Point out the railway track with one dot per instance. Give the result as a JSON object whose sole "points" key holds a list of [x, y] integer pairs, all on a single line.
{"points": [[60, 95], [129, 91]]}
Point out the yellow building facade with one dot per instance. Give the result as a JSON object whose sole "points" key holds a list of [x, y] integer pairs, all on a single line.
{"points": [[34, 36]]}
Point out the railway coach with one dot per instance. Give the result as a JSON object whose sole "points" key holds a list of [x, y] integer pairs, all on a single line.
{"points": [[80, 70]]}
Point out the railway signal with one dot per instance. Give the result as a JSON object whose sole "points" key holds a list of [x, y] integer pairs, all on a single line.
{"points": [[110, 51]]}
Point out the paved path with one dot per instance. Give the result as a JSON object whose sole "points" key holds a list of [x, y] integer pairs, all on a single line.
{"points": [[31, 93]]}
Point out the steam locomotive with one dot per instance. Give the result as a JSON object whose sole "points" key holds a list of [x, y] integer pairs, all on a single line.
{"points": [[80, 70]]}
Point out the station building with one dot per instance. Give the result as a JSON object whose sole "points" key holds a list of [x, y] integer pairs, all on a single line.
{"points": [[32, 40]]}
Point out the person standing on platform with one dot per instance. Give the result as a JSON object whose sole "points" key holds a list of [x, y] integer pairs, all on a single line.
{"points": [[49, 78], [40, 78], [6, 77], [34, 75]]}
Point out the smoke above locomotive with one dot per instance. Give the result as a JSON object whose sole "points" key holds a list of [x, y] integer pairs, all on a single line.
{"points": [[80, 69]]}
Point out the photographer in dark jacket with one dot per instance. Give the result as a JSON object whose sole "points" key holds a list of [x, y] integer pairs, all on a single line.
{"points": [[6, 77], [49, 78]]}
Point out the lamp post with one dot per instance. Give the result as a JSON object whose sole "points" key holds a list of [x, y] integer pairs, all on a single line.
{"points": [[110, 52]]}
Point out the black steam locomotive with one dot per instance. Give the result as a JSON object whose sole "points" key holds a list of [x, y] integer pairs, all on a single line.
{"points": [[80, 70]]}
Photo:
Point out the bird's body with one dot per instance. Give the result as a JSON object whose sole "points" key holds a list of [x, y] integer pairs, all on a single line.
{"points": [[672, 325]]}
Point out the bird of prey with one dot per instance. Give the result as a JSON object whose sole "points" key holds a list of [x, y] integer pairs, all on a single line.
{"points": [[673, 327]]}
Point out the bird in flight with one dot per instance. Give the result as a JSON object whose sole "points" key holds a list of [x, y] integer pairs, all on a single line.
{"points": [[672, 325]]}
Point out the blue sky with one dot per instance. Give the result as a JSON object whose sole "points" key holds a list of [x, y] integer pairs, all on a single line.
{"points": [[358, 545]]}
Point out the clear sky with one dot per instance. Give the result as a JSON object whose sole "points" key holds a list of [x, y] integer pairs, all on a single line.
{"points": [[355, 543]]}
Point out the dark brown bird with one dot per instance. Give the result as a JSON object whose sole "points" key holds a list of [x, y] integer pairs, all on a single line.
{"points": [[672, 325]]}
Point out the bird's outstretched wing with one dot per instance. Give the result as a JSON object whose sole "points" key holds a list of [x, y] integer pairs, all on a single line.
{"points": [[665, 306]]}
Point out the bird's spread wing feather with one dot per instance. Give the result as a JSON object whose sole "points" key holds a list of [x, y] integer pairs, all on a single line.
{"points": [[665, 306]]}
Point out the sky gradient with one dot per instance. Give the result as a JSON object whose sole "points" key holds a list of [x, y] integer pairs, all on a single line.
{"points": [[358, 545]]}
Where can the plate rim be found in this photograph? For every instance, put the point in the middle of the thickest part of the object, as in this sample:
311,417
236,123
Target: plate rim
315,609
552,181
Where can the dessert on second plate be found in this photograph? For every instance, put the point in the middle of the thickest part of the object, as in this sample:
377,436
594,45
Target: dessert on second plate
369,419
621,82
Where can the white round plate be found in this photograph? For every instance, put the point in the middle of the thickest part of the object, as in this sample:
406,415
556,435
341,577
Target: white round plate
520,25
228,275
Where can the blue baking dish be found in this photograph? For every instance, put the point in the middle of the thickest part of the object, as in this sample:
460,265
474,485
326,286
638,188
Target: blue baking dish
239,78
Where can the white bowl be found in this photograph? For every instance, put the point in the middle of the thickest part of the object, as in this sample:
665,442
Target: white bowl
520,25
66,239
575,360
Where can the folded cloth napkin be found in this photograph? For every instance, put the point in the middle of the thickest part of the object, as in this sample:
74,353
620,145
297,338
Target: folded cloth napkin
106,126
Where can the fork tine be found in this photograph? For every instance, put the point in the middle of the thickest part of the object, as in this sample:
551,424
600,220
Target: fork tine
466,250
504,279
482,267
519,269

****

Work order: Set down the whole listing again. Keep every word as it is.

Response area:
Point out the railway track with one dot per instance. Give the result as a JSON object whose sole "points" key holds a list of [x, y] integer pairs, all on a single line.
{"points": [[60, 95], [129, 91]]}
Point out the yellow building facade with one dot per instance. Give the result as a JSON object whose sole "points" key holds a list of [x, y] integer pairs, all on a single line.
{"points": [[34, 36]]}
Point out the railway coach with one dot per instance. Give the result as a JSON object whose sole "points" key holds a list of [x, y] integer pairs, all on a single line.
{"points": [[80, 70]]}
Point out the railway signal with one dot per instance. Give the result as a JSON object whose sole "points" key holds a list of [x, y] integer pairs, all on a single line.
{"points": [[110, 51]]}
Point out the paved path with one dot per instance. Give the result as a JSON object whose sole "points" key holds a list of [x, y] integer pairs, all on a single line.
{"points": [[31, 93]]}
Point out the steam locomotive with one dot per instance. Give the result as a JSON object whose sole "points" key holds a list of [x, y] integer pairs, all on a single line.
{"points": [[80, 70]]}
Point out the station building with one dot per instance. Give the result as a JSON object whose sole "points" key holds a list of [x, y] integer pairs, all on a single line.
{"points": [[32, 40]]}
Point out the person standing on platform with one dot per instance. Give the result as a JSON object whose sole "points" key holds a list of [x, y] integer pairs, all on a single line.
{"points": [[49, 78], [40, 78], [6, 77], [34, 75]]}
Point out the smoke above locomotive with one dot per instance. Give the result as a JSON object whose sole "points" key holds a list of [x, y] integer pairs, all on a single line.
{"points": [[80, 69]]}
Point out the photographer in dark jacket with one dot per instance. Give the result as a JSON object whose sole "points" key holds a list of [x, y] integer pairs, all on a single line.
{"points": [[6, 77], [49, 78]]}
Point out the lamp post with one dot per instance. Give the result as a JSON object whose sole "points" key holds a list of [x, y] integer pairs, all on a single line.
{"points": [[110, 52]]}
Point out the black steam locomotive with one dot per instance. Give the result as a JSON object whose sole "points" key holds a list of [x, y] integer pairs, all on a single line.
{"points": [[80, 70]]}
Photo:
Point out the bird's body with one dot per instance. Give the result as a JSON object whose sole "points" key holds a list of [x, y] integer pairs, all on a single line.
{"points": [[672, 325]]}
Point out the bird of prey with one dot per instance. Give the result as a JSON object whose sole "points" key holds a list of [x, y] integer pairs, all on a single line.
{"points": [[673, 327]]}
Point out the bird in flight with one dot per instance. Give the result as a JSON object whose sole "points" key holds a list of [x, y] integer pairs, all on a single line.
{"points": [[672, 325]]}
Point out the blue sky with one dot per instance. Give the result as a JSON object whose sole "points" key holds a list of [x, y] integer pairs, all on a single line.
{"points": [[358, 545]]}
Point out the clear sky with one dot per instance. Give the result as a JSON object whose sole "points" key holds a list of [x, y] integer pairs, all on a single line.
{"points": [[355, 543]]}
Point out the dark brown bird with one dot per instance. Give the result as a JSON object whose sole "points" key holds a list of [x, y] integer pairs, all on a single line.
{"points": [[672, 325]]}
Point out the bird's outstretched wing with one dot per instance. Give the result as a JSON object whose sole "points" key holds a list of [x, y] integer pairs, all on a single line.
{"points": [[665, 306]]}
Point out the bird's spread wing feather with one dot per instance. Give the result as a JSON object whose sole "points" key holds a list of [x, y] integer pairs, all on a single line.
{"points": [[665, 306]]}
Point out the sky gradient with one dot per instance. Give the result as a JSON object whose sole "points" key holds a list of [x, y] integer pairs, all on a single line.
{"points": [[358, 545]]}
Where can the plate rim be found in this photograph? For every instance, put the point in the middle of the thickest part of the object, as in this sample:
311,417
236,123
Target: plate rim
315,609
552,181
Where can the dessert on second plate be found in this photograph? For every instance, put the point in the middle of the thickest part of the object, as in this sample:
377,436
594,45
Target: dessert on second plate
369,419
621,82
Where can the white round plate be found in this photograph? For every instance, put the point in the middle of the thickest part of the object, as in this sample:
406,415
556,435
341,577
Target: white round plate
520,25
228,275
Where can the blue baking dish be found in this photograph? For every instance, put the point in the middle of the thickest part of the object, as in this sample:
460,265
474,485
326,286
638,188
Target: blue baking dish
239,78
Where can the white bowl be found in this photograph? For every instance, put the point in the middle of the thickest part of the object, as in this sample:
665,442
Target: white bowl
520,25
66,239
575,360
Where can the folded cloth napkin be found in this photograph? For every instance, put the point in the middle of the thickest part of the object, as in this sample:
74,353
620,145
297,338
Target: folded cloth napkin
106,126
Where can the fork tine be found in this photograph? For every instance, put the point in the middle of the thickest part of the object, as in this sample:
551,424
600,220
Target: fork tine
466,250
504,279
482,267
519,269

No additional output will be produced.